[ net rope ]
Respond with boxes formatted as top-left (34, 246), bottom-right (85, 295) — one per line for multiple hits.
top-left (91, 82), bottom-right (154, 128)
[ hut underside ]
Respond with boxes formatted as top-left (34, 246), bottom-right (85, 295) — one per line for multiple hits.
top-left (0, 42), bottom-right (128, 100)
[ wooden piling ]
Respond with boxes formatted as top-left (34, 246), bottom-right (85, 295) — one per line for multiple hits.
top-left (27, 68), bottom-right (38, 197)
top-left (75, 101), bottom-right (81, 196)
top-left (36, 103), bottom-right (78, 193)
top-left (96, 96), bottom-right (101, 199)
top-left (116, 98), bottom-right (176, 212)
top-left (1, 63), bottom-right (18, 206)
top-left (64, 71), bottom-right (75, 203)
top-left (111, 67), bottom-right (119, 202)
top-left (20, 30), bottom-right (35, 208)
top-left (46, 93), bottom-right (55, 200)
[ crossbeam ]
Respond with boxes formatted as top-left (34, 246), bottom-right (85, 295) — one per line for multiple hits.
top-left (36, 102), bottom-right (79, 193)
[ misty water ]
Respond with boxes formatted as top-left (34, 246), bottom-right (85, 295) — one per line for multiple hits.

————————

**Given problem:** Reproduce every line of the records above, requests included, shifting each bounding-box coordinate in the answers up by 133. Leave the sample coordinates in the requests as they are.

**Answer to the problem:**
[ net rope ]
Respond with boxes formatted as top-left (34, 246), bottom-right (85, 295) — one per line for multiple hits.
top-left (224, 215), bottom-right (287, 261)
[ hut underside ]
Respond with boxes formatted as top-left (34, 246), bottom-right (85, 295) — one per line for multiple hits.
top-left (133, 175), bottom-right (261, 233)
[ wooden piling ]
Respond with boxes formatted as top-left (34, 246), bottom-right (85, 295) — one per line for multiple hits.
top-left (160, 201), bottom-right (171, 330)
top-left (208, 234), bottom-right (214, 329)
top-left (169, 236), bottom-right (211, 326)
top-left (229, 229), bottom-right (234, 332)
top-left (249, 231), bottom-right (309, 345)
top-left (134, 196), bottom-right (151, 339)
top-left (197, 204), bottom-right (208, 336)
top-left (244, 200), bottom-right (252, 335)
top-left (153, 163), bottom-right (168, 341)
top-left (179, 226), bottom-right (188, 333)
[ crossbeam ]
Respond with boxes formatted as top-left (34, 246), bottom-right (85, 295) — one per line for multiple hits.
top-left (169, 235), bottom-right (212, 326)
[ misty water ]
Respond with boxes formatted as top-left (34, 246), bottom-right (85, 295) — one per line for multiple hits.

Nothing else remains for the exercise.